• _Passage shown_:
++++++++++

The prostitution business in Japan, already set by the Edo period, only grew during industrialization. In fact, it itself became almost a national industry, sponsored by institutions such as the local owners themselves but also the growing army and the government. The vast majority of traffic involved of course girls from poor and destitute rural communities. While the geisha [芸者] inhabiting the famous red district of Kyoto and other places often led miserable lifes and were regularly mistreaten, they along with the oiran [花魁] constituted the cusp of the pyramid of brothel trade; millions of women were on the bottom. As it was the case in tea houses, girls were often sold at the age of 6 or 9 years onward, to funge as kamuro [禿] or downright child servants, at the service of particular geisha or the owner himself. While they were not supposet to 'take clients' -prostitute themselves- until age of 13, their life as unpaid servant -again, sold under a debt contracted by the 'advance payment' of her family- was pretty bleak also. Most faced their plight until the end of their lifes: once sold into prostitution, the heavy social condemnation reduced them to actual outcastes, in most cases excluding them from any other kind of ocupation whatsoever. Most males did not see them as actual human beings, in fact. The fact that many of them were sold without any part on it (in fact, a lot of these children and their families were willfully deceived by the broker) did not cross the mind of both owners and clients, who only saw them as greedy young girls, who should even be punished; their beatings and murder at the hands of dealers was barely prosecuted by the government. Moreover, Japanese expansionism in Asia carried the custom with it, and girls trafficked out of Japan, or Karayuki-san (唐行きさん) faced the worst of destinies, most of them ever unable to return and completely at the will of their owners and the locals, whose language they completely ignored. But perhaps the most insidious aspect of brother trafficking was its hypocrisy, and its justification by better-off people.
To justify this practise, the society played up the sacrifice of the daughters as an exemplary manifestation of filial piety. The ethos of the society conditioned the girls into believing that it was their duty as daughters to become prostitutes to aid their families. National political leaders did nothing to change this situation.
Of course, this conveniently virtuous argument was useful to disuade clients, 'merchants', and mainly army officials of the goodness of the status-quo. Only quite small organizations such as the Salvation Army or familiars of these girls (and many conscripted low-rank soldiers did share origins with them) protested at all the brothel system. And of course, the least convinced by such words were the girls themselves. Mikiso Hane brings many testimonies such as this one:
I must make known to the public that we are living like animals with only the veneer of human beings. In reality we are cut off from the world of humanity. We would like to ask out fellow women to think seriously about the reality of a Japan where such a system of public brothels is recognized and protected by law (...) We who are weak and frail are deprived of all our rights and are forced to sell our flesh and make indescribable sacrifices. How do you think the owners treat us? They are like bloodsuckers who drive many of us to death (...) When will the day come when people like me, who are engaged in such a shameful profession, dissapear from the world? I wish to escape from this miserable, shameful abyss as soon as possible and join the community of normal human beings.

++++++++++

• _What you need to do_:
A. Answer these questions from the passage on prostitution in Japan:
(i) Until what age were the girls not supposed to take clients?
(ii) What name is given to girls trafficked out of Japan?
(iii) As what did society present the daughters' sacrifice?
B. Please write the next part of the passage on prostitution in Japan, starting after the testimony that ends it.
The data is not needed for anything here.

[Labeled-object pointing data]

++++++++++

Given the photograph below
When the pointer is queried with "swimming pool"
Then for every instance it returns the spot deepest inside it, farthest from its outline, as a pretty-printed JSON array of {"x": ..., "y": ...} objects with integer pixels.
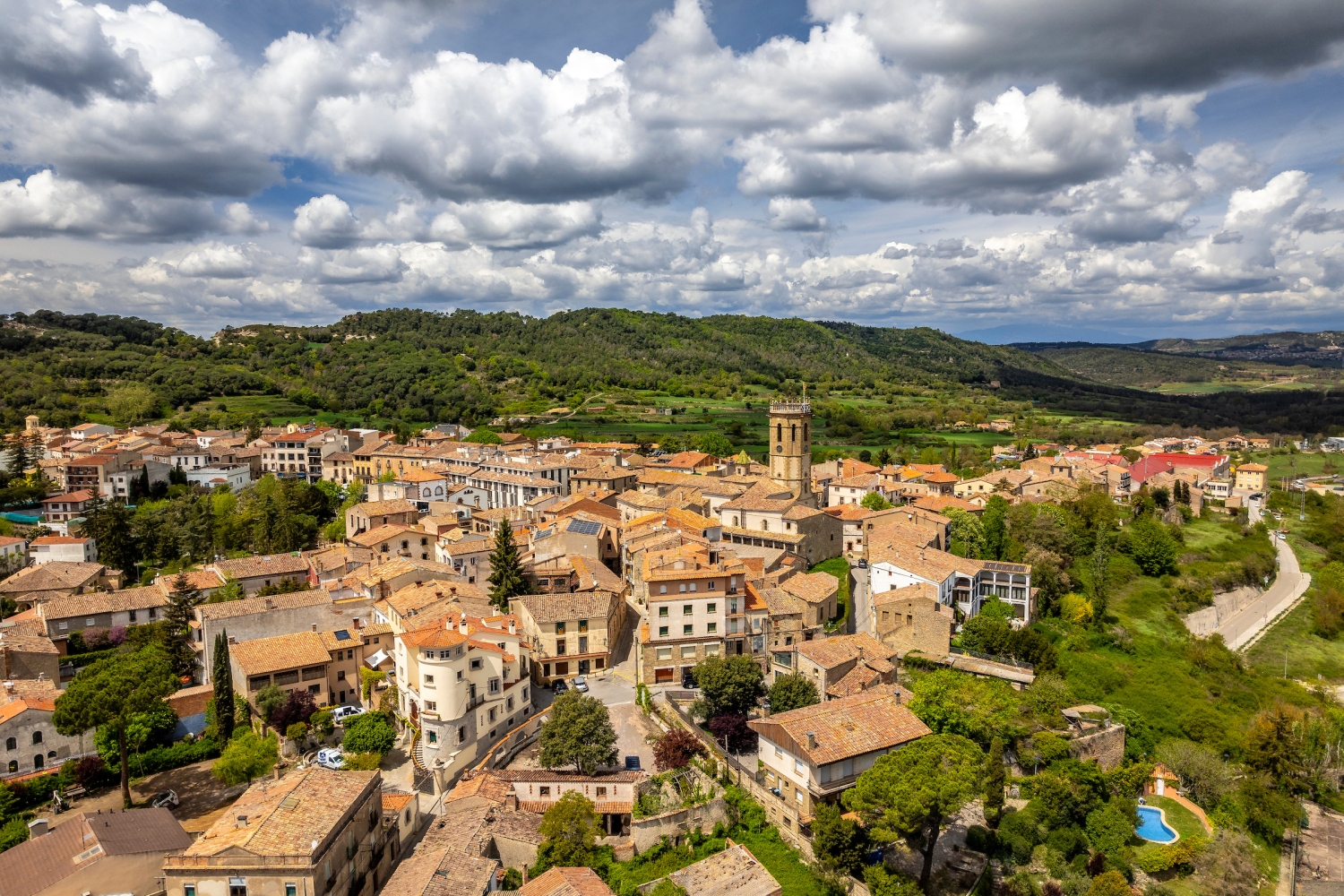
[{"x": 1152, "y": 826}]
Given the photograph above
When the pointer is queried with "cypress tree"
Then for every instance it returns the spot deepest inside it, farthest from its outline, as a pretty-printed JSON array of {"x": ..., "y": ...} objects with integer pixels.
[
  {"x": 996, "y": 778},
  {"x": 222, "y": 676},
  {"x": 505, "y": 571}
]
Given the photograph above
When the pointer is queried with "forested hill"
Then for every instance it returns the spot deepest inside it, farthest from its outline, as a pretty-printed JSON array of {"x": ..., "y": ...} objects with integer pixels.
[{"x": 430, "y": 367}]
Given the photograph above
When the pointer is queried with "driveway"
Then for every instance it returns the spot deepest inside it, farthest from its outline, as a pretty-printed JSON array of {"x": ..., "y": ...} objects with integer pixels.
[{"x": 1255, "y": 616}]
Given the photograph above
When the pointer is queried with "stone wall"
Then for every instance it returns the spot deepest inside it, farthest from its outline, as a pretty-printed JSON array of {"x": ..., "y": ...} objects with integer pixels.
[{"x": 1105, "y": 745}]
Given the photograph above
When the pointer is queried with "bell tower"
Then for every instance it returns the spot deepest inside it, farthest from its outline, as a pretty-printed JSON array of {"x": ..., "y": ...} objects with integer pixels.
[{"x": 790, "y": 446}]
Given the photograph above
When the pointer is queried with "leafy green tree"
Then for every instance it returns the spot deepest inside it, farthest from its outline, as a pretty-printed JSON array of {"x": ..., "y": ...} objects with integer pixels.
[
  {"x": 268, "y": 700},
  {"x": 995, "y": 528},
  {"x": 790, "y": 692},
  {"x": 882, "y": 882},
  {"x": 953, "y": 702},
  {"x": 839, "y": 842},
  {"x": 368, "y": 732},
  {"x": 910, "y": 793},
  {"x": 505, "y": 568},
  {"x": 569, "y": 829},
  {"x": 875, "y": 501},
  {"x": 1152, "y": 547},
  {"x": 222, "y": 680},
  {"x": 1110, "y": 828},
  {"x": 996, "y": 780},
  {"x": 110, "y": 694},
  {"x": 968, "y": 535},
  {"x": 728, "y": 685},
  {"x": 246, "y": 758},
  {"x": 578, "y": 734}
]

++++++++++

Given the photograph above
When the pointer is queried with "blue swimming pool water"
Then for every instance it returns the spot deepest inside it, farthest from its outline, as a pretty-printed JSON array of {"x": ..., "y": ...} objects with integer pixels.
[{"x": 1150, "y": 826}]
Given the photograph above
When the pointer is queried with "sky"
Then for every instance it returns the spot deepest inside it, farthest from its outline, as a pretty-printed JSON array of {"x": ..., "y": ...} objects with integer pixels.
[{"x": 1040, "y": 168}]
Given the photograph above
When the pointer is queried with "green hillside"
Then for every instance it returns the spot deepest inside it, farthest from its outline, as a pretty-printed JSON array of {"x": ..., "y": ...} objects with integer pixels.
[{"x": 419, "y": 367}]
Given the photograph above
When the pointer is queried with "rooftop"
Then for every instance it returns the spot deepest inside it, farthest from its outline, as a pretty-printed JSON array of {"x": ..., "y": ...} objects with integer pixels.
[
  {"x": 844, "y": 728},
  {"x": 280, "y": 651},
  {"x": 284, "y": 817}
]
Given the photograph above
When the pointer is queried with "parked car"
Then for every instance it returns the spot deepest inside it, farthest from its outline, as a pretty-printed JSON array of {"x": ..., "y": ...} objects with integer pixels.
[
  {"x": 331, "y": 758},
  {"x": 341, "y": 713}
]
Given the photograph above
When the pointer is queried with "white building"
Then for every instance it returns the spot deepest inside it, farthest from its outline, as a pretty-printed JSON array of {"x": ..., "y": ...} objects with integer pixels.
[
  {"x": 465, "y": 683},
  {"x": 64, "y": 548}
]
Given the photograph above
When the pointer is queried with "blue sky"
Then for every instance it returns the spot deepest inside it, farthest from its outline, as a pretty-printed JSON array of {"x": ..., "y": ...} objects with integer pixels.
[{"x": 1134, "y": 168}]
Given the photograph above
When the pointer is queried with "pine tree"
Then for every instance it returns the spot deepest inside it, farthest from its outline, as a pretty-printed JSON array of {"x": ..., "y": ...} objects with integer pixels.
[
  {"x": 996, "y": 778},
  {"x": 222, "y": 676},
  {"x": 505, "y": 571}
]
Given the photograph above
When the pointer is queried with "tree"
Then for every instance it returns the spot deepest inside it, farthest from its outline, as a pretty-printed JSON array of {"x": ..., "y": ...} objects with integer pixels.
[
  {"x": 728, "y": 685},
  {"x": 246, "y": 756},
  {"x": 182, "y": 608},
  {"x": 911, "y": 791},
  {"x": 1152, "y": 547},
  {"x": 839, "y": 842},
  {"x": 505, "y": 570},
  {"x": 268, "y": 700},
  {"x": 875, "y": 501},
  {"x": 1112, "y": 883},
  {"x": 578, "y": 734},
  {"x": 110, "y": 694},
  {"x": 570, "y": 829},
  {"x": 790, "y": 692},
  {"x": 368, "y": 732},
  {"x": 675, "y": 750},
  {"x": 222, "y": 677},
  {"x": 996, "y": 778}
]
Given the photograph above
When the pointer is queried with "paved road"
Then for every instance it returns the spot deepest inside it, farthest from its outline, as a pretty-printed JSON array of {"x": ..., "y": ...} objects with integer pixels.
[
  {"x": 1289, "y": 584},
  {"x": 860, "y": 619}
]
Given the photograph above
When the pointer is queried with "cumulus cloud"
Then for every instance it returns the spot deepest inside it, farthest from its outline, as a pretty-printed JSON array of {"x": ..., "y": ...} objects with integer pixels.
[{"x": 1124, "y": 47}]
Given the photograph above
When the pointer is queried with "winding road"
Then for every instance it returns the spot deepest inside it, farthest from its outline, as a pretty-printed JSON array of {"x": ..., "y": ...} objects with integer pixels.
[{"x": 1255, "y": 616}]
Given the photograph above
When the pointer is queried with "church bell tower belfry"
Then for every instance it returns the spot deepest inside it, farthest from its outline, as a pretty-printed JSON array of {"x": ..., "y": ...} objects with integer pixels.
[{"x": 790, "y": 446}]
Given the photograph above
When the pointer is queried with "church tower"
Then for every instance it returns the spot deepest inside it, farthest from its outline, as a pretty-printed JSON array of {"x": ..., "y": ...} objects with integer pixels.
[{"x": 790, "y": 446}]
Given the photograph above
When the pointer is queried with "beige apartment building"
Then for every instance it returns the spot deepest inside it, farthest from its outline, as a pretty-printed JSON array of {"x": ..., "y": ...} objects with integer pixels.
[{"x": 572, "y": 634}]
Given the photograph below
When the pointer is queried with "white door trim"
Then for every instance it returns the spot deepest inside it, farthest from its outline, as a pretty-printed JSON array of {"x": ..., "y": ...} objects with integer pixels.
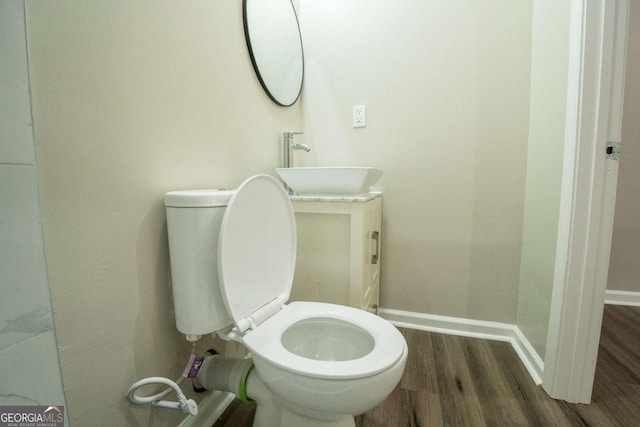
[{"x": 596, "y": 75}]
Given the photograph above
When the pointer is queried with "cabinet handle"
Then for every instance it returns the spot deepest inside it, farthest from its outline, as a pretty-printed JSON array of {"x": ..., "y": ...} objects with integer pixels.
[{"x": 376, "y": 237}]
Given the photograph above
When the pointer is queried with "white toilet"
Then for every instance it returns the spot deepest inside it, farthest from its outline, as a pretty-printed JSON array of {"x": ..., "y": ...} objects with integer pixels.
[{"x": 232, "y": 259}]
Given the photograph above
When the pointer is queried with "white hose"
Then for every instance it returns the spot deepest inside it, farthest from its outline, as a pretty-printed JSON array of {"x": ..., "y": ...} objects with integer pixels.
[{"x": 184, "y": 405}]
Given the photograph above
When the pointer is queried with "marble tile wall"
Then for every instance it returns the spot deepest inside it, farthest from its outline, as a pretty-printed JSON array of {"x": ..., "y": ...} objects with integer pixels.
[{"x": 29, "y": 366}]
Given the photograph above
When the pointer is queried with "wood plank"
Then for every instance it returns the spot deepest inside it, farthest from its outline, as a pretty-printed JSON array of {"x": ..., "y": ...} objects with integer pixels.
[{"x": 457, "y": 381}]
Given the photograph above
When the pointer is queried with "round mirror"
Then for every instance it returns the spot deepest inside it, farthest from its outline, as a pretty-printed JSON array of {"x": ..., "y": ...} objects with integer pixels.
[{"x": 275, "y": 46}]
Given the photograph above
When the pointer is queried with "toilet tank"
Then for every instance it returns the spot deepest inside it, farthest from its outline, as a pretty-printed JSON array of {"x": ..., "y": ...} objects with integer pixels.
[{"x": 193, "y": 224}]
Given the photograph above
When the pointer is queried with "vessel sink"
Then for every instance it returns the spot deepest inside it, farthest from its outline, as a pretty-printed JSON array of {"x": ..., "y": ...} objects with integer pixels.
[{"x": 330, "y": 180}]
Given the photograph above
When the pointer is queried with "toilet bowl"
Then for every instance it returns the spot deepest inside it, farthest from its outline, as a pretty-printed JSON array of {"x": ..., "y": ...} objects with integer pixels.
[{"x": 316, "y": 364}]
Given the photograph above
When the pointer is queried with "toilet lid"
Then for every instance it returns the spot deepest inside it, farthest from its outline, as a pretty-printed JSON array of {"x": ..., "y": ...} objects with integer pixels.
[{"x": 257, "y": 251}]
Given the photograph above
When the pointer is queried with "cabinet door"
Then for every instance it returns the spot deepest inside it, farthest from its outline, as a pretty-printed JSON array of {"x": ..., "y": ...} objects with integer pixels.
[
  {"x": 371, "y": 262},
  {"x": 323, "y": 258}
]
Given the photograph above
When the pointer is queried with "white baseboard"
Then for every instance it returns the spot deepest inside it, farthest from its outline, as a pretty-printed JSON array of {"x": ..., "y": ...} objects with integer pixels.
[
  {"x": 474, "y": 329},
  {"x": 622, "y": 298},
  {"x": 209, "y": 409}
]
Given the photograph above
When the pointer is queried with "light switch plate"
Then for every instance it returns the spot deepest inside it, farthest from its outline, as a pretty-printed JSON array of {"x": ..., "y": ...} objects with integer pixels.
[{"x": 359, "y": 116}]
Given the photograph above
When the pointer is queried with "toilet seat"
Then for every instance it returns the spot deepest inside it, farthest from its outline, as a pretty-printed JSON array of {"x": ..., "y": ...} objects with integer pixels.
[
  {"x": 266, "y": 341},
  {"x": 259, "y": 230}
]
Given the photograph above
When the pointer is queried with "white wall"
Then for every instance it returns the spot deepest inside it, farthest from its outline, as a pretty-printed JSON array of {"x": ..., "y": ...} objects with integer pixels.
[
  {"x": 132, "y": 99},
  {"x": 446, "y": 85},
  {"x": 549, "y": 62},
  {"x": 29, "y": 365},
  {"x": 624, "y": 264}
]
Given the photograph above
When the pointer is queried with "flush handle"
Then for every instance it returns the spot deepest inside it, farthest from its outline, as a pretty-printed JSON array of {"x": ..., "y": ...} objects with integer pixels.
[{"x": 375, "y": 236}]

++++++++++

• _Answers to the problems_:
A.
(i) 13
(ii) Karayuki-san (唐行きさん)
(iii) As an exemplary manifestation of filial piety

B.
But if girls sold into brothels became outcastes at all effects, there was another group in Japan which were in fact born with such an estigma. This book is among the few who delves deep into the plight of these people, still known as burakumin [部落民]. During the Tokugawa period they were the scrap of the social ladder, and were forced to remain as such. Names they received were eta (穢多) ['pile of filth'] or hinin (非人) ['not human']. Despite debate among modern scholars, some of them claiming they were originally from Korea or perhaps former tribespeople such as the Ainu, the actual general consensus is that the outcastes or 'riverbed people', who are completely Japanese both in ancestry and custom, were discriminated against for having 'unclean', 'impure' ocupations, in the shintō religious system. In other words, they dealt with either butchery and the killing of animals for leather or meat, or with human or horse corpses, and a long etc. It appears to be the case that in early Japanese history people who lived in 'impure surroundings' (near graveyards, crematoriums, etc.) or dealt with blood could receive purification at shrines, and improve their status by taking another profession. But under Tokugawa rule, hereditary castes were fixed, with the samurai at the head of the scheme. By doing this, the Bakufu caused the descendants of these people to suffer their status, even if their changed professions. Ingraded beliefs regarding pollution transformed them and their families into the universal scapegoats, in a brutal fashion which only worsened with time. Under Tokugawa law, those who broke ordenances -and lived- were also brought down to eta status.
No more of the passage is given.